TASK GOAL
Beginning with the line containing "the mountain in the photo above." and ending with the last line, repeat the records exactly.
##############################
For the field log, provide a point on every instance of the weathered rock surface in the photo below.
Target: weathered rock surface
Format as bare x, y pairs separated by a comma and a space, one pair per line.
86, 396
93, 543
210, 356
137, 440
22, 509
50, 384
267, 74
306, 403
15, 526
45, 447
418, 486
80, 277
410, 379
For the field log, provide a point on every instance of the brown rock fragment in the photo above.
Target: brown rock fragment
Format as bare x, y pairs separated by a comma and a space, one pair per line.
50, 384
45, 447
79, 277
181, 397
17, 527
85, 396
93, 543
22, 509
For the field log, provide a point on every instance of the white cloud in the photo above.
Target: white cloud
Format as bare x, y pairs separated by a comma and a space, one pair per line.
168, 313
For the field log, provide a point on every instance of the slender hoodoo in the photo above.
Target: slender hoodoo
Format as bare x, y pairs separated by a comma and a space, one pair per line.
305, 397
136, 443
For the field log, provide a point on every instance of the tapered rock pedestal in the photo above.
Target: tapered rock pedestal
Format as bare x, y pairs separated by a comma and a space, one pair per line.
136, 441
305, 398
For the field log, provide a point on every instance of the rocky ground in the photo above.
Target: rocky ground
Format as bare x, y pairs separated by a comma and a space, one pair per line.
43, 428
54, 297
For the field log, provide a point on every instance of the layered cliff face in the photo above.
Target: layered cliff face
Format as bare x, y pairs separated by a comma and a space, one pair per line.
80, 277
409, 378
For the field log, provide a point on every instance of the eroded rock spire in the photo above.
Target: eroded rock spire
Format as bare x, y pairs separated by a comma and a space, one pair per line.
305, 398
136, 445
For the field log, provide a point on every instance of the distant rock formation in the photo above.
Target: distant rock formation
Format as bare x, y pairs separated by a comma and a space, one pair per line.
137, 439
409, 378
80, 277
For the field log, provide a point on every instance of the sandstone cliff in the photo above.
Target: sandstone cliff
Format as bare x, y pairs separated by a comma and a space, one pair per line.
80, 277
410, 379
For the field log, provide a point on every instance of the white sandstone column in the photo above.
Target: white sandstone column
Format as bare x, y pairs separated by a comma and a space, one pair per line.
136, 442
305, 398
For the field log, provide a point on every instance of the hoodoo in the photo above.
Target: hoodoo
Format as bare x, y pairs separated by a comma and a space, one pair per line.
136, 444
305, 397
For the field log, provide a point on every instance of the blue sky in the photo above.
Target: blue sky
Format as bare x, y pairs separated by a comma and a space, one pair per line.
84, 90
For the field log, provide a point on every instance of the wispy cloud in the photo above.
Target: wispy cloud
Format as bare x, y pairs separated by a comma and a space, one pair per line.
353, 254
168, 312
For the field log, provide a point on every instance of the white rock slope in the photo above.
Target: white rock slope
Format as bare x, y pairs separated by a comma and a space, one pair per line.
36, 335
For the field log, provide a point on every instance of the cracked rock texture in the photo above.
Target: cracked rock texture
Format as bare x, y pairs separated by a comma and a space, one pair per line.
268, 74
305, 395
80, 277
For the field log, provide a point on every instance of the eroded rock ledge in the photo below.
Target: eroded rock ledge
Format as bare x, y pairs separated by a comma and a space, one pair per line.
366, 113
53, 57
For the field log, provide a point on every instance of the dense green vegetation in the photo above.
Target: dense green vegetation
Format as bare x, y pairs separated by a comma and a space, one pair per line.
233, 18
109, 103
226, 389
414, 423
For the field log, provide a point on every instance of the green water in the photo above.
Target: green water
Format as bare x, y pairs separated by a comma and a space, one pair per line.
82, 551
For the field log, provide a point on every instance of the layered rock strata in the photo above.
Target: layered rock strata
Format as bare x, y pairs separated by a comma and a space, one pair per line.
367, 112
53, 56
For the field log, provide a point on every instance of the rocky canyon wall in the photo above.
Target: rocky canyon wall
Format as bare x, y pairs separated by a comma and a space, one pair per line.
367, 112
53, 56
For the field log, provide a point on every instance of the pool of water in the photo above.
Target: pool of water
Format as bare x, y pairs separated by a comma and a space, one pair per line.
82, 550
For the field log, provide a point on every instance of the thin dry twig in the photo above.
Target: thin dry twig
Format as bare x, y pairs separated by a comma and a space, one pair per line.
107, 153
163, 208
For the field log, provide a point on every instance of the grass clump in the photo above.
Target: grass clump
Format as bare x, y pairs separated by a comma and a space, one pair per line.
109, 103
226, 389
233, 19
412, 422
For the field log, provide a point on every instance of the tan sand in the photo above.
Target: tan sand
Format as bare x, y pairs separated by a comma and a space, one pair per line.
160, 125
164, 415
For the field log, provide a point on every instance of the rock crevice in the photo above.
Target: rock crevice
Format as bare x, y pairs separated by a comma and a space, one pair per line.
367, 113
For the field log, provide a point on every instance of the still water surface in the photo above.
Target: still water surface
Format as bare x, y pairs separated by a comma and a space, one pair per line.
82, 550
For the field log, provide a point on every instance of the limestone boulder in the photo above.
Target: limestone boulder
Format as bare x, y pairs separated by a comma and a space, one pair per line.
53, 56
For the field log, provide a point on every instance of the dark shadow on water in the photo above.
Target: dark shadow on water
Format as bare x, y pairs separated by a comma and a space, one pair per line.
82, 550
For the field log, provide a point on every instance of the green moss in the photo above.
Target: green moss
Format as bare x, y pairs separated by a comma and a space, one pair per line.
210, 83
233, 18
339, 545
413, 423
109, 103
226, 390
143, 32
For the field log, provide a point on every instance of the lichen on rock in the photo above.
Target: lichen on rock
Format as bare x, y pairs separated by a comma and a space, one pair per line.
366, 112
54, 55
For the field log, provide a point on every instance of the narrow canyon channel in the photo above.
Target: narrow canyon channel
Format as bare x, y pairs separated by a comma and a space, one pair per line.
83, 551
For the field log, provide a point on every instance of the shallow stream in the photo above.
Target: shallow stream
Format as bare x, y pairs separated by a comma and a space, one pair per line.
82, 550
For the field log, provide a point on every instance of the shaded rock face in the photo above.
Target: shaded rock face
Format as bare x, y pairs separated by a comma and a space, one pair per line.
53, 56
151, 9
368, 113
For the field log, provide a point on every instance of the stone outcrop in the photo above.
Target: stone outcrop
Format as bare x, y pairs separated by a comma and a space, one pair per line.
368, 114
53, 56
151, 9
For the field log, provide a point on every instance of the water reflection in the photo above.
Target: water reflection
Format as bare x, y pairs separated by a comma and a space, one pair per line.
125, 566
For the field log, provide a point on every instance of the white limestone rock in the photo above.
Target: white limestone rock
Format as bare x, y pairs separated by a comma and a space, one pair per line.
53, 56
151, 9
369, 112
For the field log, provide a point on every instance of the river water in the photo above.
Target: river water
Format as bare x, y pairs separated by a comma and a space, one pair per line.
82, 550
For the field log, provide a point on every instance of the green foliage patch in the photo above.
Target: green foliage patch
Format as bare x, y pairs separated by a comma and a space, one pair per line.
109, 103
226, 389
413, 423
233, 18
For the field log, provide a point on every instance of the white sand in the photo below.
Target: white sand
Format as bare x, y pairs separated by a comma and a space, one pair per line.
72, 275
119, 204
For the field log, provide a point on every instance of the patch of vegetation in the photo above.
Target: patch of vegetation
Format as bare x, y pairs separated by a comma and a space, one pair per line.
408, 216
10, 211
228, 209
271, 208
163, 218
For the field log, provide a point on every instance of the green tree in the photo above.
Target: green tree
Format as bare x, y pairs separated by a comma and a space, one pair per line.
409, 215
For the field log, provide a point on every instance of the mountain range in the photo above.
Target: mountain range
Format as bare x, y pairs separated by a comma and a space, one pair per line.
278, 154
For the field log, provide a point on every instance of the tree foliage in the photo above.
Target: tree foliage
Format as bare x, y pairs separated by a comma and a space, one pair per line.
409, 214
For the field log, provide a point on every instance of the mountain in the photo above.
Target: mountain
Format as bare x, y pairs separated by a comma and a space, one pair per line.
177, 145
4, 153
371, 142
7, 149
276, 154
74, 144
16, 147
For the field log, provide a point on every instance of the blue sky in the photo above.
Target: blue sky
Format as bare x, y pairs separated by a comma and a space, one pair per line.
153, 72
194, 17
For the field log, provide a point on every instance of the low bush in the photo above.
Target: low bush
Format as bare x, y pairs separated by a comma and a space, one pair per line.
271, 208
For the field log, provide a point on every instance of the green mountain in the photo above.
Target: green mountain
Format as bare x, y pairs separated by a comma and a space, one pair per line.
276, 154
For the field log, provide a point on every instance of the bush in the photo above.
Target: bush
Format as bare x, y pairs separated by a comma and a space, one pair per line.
##############################
CORRECT RESPONSE
For the field log, provide a point on every instance of the mountain in the photo above.
Target: mountain
Format as bare x, y pairs separated by a comma and a space, one pair per line.
177, 145
4, 153
371, 142
7, 149
276, 154
74, 144
16, 147
For the field log, provide a point on every instance of the blue sky in the photo above.
Target: blue sky
Format as bare x, y pairs separated by a comma and a space, one pair per line.
153, 72
194, 17
For the field log, provide a point on every instance of the low bush in the photo above.
Target: low bush
Format as bare x, y pairs separated by a comma and a space, one pair per line.
271, 208
For the field log, provide a point on every instance of the green mountain in the photo above.
Target: green mountain
Format as bare x, y pairs separated by a comma and a space, one pair per line.
276, 154
For the field log, provide a point on every instance of the bush in the photo above.
Target: bush
Format as bare x, y pairs separated by a comma and a space, one pair per line.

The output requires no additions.